┌──
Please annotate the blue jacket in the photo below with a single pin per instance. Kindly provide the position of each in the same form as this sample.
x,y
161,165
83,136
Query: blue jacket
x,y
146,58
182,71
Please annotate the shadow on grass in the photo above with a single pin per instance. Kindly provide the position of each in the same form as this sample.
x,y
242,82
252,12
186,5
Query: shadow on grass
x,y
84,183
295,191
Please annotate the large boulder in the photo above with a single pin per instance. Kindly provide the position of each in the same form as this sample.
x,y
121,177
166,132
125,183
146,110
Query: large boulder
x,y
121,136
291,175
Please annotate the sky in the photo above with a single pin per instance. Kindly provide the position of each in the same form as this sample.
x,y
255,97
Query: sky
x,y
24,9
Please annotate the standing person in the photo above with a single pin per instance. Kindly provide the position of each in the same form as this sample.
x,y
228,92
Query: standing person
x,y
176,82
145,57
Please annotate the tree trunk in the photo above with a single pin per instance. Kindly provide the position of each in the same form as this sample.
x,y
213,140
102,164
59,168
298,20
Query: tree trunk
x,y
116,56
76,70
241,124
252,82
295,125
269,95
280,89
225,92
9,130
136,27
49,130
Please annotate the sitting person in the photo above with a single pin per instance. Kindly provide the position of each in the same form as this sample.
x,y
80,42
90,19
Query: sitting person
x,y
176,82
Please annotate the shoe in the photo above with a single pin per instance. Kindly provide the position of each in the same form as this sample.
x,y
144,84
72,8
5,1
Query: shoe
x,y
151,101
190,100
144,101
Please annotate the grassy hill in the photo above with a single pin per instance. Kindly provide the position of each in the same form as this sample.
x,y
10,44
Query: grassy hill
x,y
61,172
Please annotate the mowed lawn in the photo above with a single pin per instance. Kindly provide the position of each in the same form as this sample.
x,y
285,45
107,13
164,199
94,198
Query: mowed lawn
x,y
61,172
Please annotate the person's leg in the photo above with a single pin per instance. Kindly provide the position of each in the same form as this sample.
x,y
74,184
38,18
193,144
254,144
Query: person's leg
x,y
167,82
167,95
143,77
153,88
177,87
└──
DIRECTIONS FOR THIS TASK
Can you copy out the entire listing above, word for word and line for line, without changing anything?

FULL OUTPUT
Please annotate the blue jacket in the photo below with a single pin per instance. Kindly provide the position of each in the same form as this sample.
x,y
161,165
83,136
Query: blue jacket
x,y
146,58
182,71
Please annotate the shadow on grass in the photo above with a single pin per instance. Kindly provide the position of each in the same form as this sample.
x,y
242,82
252,12
186,5
Query: shadow on grass
x,y
84,183
295,191
Please annotate the large boulder in the photo above with a single pin per instance. Kindly provide the position of each in the same form as this sample.
x,y
121,177
166,132
125,183
146,110
Query: large boulder
x,y
121,136
291,175
Please annotate the sky in the photo above with a single pin per instance. Kindly provide the position of each in the same form as this sample.
x,y
255,97
Query: sky
x,y
24,9
Please annotate the standing person in the photo above with a single pin per instance. Kindly provide the position of each in the same form as this sample.
x,y
228,92
Query: standing person
x,y
176,82
145,57
Please annotate the tree trunk in the photo above with a single pin per instance. Kindly provide the position of each in the same form as this sample.
x,y
213,140
102,164
59,168
298,20
Query: tree trunk
x,y
116,56
76,70
241,124
252,82
295,125
269,95
280,89
225,92
9,130
136,27
49,130
Please annotate the sitting person in the photo above with a single pin per instance. Kindly provide the position of each in the same form as this sample.
x,y
80,42
90,19
Query: sitting person
x,y
176,82
Please annotate the shoe in the photo above with a single pin per instance. Kindly provide the position of each in the same form as this sample.
x,y
144,84
72,8
5,1
Query: shoe
x,y
151,101
190,100
144,101
Please annotate the grassy hill in the photo above with a single pin per instance. Kindly provide the position of each in the same form as this sample.
x,y
10,44
Query: grassy hill
x,y
61,172
Please annotate the mowed lawn in the photo above with a single pin per instance. Kindly provide the position of each in the same form as this sample.
x,y
285,45
107,13
164,199
94,198
Query: mowed lawn
x,y
61,172
Please annotate the person's leg in the photo above with a single pin per instance. Kindly provide the position of each in the same form as this sample.
x,y
74,184
38,18
193,144
254,144
Query: person's leg
x,y
167,82
167,95
143,77
153,88
177,87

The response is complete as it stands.